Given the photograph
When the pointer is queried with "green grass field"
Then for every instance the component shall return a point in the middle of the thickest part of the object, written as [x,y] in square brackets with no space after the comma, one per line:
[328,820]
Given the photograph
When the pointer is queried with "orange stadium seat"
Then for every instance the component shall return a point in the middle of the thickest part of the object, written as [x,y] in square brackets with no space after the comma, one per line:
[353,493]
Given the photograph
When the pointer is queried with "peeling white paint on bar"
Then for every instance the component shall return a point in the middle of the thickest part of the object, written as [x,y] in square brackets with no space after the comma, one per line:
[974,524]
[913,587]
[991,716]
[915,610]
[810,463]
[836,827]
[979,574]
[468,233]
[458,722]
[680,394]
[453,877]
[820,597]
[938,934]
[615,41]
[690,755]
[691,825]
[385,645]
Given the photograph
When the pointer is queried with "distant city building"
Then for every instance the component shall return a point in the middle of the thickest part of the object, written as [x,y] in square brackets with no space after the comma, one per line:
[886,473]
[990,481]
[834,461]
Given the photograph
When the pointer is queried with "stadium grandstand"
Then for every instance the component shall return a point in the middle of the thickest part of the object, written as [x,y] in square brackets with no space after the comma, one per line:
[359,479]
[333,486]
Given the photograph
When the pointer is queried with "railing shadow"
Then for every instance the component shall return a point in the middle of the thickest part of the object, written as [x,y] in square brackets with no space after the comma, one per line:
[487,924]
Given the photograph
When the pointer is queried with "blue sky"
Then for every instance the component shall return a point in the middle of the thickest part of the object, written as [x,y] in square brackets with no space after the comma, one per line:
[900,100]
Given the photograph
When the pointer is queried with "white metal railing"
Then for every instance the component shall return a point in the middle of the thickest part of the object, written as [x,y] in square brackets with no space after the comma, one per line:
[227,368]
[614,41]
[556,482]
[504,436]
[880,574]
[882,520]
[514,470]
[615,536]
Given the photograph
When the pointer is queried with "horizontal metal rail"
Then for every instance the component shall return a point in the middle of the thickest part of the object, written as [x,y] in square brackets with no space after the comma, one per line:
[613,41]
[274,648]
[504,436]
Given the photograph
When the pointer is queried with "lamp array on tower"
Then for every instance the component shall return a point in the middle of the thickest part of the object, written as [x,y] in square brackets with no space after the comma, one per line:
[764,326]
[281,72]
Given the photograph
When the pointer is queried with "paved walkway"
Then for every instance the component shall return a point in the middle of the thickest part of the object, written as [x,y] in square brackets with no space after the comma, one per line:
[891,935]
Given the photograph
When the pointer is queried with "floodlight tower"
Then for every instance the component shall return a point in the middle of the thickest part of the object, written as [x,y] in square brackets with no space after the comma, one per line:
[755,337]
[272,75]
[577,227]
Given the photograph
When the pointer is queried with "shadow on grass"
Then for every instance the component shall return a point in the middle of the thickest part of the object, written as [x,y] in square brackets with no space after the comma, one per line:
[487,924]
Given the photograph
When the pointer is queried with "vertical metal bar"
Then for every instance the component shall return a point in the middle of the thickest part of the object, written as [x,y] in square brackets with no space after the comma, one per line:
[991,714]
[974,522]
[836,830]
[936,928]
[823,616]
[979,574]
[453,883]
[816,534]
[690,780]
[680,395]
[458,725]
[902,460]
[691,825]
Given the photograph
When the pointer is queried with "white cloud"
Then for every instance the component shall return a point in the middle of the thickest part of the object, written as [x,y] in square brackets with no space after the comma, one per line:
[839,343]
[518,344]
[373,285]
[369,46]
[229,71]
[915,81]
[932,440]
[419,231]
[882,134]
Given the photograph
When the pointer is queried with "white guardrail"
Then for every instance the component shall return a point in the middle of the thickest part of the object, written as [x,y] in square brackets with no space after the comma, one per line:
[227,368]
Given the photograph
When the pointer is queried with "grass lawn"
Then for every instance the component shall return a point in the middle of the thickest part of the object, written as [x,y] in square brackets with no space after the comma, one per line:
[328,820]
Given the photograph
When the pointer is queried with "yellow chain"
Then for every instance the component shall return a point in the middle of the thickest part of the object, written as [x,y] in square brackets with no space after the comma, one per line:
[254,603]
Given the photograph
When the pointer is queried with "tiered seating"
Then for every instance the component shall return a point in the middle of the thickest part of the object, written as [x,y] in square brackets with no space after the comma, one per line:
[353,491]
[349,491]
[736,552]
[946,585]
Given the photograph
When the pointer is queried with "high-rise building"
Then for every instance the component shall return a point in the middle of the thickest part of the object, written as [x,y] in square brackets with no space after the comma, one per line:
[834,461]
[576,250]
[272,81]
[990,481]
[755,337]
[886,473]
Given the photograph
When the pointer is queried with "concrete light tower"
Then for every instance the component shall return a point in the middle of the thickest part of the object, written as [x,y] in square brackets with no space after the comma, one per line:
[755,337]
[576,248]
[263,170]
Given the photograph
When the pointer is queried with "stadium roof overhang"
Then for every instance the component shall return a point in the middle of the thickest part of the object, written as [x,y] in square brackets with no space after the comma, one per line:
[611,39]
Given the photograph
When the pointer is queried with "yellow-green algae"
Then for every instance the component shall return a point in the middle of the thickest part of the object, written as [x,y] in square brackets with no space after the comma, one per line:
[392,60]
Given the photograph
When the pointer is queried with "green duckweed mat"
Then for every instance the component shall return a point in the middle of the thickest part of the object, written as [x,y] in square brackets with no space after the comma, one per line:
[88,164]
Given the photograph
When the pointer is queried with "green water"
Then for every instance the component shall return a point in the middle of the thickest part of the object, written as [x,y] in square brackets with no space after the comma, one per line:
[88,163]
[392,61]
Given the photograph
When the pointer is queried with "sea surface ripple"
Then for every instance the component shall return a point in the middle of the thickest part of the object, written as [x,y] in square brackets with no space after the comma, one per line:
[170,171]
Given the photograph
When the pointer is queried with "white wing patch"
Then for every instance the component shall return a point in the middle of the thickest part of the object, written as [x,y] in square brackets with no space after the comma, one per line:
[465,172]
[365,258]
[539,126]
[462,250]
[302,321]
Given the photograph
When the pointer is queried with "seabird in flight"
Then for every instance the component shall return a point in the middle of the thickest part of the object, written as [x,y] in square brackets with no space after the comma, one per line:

_ _ _ _ _ _ _

Copy each entry above exactly, character for character.

Result of the task:
Given the photograph
When the pointer is queried with "green grass field"
Then for every instance the component shall return a point in the middle of the thickest part of the object, written as [x,y] in square brackets with no space after the comma, one per line:
[328,820]
Given the photograph
When the pointer is queried with "orange stadium seat"
Then for every instance the component shall return a point in the middle of the thickest part of the object, written as [x,y] in square brackets with no space after the comma, one per line:
[353,493]
Given the photograph
When the pointer is queried with "peeling white paint on bar"
Then for every instance the component shall return a point in the middle of the thickest part of the object, written as [x,y] in square brackets with no space after the comma, one per line:
[974,524]
[913,587]
[991,716]
[915,610]
[810,463]
[836,827]
[979,574]
[468,233]
[458,722]
[680,394]
[453,877]
[820,597]
[938,934]
[615,41]
[690,755]
[691,825]
[385,645]
Given the photograph
When the pointer is queried with "distant city building"
Then for every instance the component shall return a point in the middle of the thickest part of the object, written as [x,y] in square brackets with no space after the comma, one per line:
[886,473]
[990,481]
[834,461]
Given the photograph
When the pointer is queried with "stadium grandstand"
Then for every instance the component shall return a point in the middle of the thickest part of the object, written as [x,y] in square brackets with no space after the comma, one per line:
[359,479]
[333,486]
Given the photograph
When the pointer is queried with "railing shadow"
Then for every instance the component shall return a point in the middle of the thickest part of the object, written as [x,y] in square brackets with no space after the comma, one per line:
[487,924]
Given the photograph
When the pointer is queried with "blue sky"
Then for every instance the component shall return a point in the middle of the thickest part of the object, written as [x,y] in square brackets with no space after the comma, one per line:
[900,100]
Given the photograph
When the pointer is queried with "white metal railing"
Then for every instance the component shall return a point in the middle of the thickest part of the object, written as [x,y] in square brackets with no space after the comma, one per line:
[227,368]
[614,41]
[556,482]
[504,436]
[880,574]
[882,520]
[514,470]
[615,536]
Given the photograph
When the pointer is queried with "horizontal metal rail"
Then for every instance the component shall return a point in the middle of the thickest part of the object, written as [x,y] in square brackets with no space after the comma, one per line:
[613,41]
[274,648]
[504,436]
Given the photograph
When the pointer is queried with "lamp array on tower"
Then for every instance the component shall return a point in the middle of the thickest part of the object, written as [x,y] in square brackets with no space after the comma, one per line:
[764,326]
[281,72]
Given the photograph
When the pointer is queried with "paved walkway"
Then for every instance the component shall return a point in the middle of the thickest part of the object, written as [x,y] in square brackets with no space after the comma, one per line:
[891,935]
Given the photograph
When the pointer is queried with "floodlight tower"
Then for every instance the component shall return a point in the middle of the thickest part of the object, written as [x,y] in square brackets with no space after the comma, one per line:
[755,337]
[272,75]
[577,227]
Given the photograph
When the pointer is queried with "shadow on grass"
Then for every instance the component shall return a point in the middle of the thickest part of the object, written as [x,y] in square brackets with no space after the comma, one per line:
[487,924]
Given the photograph
When the pointer is queried with "vertical metal bar"
Then for every instance the component shall return a point in the middle of the thickest part of the object, written as [x,y] in square brackets with no space after the comma, one per line:
[991,714]
[974,522]
[836,830]
[936,928]
[823,616]
[979,574]
[453,883]
[816,534]
[690,780]
[680,395]
[458,725]
[902,460]
[691,825]
Given the photograph
When the pointer is queried with "white cloud"
Then for every instance the component shall return a point in the middle of the thickest part of the object, written as [x,y] in square brackets with no space after the comma, one per line:
[839,343]
[518,344]
[373,285]
[369,46]
[229,71]
[915,81]
[932,440]
[419,231]
[882,134]
Given the photograph
When the pointer is queried with "white guardrail"
Then for every instance the component shall return a point in the middle of the thickest part of the object, written as [x,y] in square brackets with no space after the comma, one per line:
[227,368]
Given the photograph
When the pointer is queried with "grass lawn"
Then for every instance the component shall return a point in the middle of the thickest part of the object, written as [x,y] in square brackets with no space after the comma, one per line:
[328,820]
Given the photograph
When the pointer is queried with "yellow chain"
Then for every instance the component shall return a point in the middle of the thickest part of the object, written as [x,y] in square brackets with no space after the comma, one per line:
[254,603]
Given the photograph
When the pointer is queried with "tiered seating"
Then for every instance the component shall return a point in the middle of the thickest part of the object, written as [x,y] in square brackets with no space after the comma, one per line:
[353,491]
[349,491]
[736,552]
[946,585]
Given the photograph
When the pointer is queried with "high-rise building"
Then for every instance the component shall return a point in the middle of the thickest part of the object, written as [x,y] in square brackets with no space after the comma, one per line:
[834,461]
[576,250]
[272,81]
[990,481]
[755,337]
[886,473]
Given the photograph
When the pointer is queried with "concrete light tower"
Then for every instance the component shall return a point in the middle of the thickest part of the object, written as [x,y] in square brackets with no space after the comma, one per line:
[755,337]
[576,248]
[263,170]
Given the photograph
When the pointer is queried with "stadium roof overhang"
Then for every instance the component shall return a point in the middle of the thickest part of the object, written as [x,y] in square brackets with no space after the comma, one per line:
[611,39]
Given the photograph
When the pointer is queried with "yellow-green algae"
Then for every instance the component shall return a point in the middle of the thickest part of the object, written as [x,y] in square brackets with no space after the comma, one per line:
[392,60]
Given the photograph
When the pointer is queried with "green duckweed mat"
Then for every instance the component shall return a point in the middle of the thickest part of the object, written as [x,y] in square brackets with no space after the comma, one per line:
[88,164]
Given the photograph
When the pointer is queried with "green water"
Then for every instance the component shall return a point in the middle of the thickest part of the object, written as [x,y] in square brackets with no space after the comma, one per line:
[88,163]
[392,61]
Given the photograph
When the pointer is queried with "sea surface ripple"
Then for every instance the component shall return a point in the middle of the thickest part of the object, written as [x,y] in square brackets with no space after the comma, one per line:
[170,171]
Given the photograph
When the pointer is queried with "white wing patch"
Then for every instance the component shall return a point in the middle of the thickest part of the object, written as [x,y] in square brackets with no space after the comma, one per line:
[465,172]
[365,258]
[539,126]
[462,250]
[302,321]
Given the photograph
When the pointer is queried with "seabird in flight"
Then for every instance the component shall return a point in the middle of the thickest part of the object, written as [x,y] in square brackets with no space after the comma, one per line:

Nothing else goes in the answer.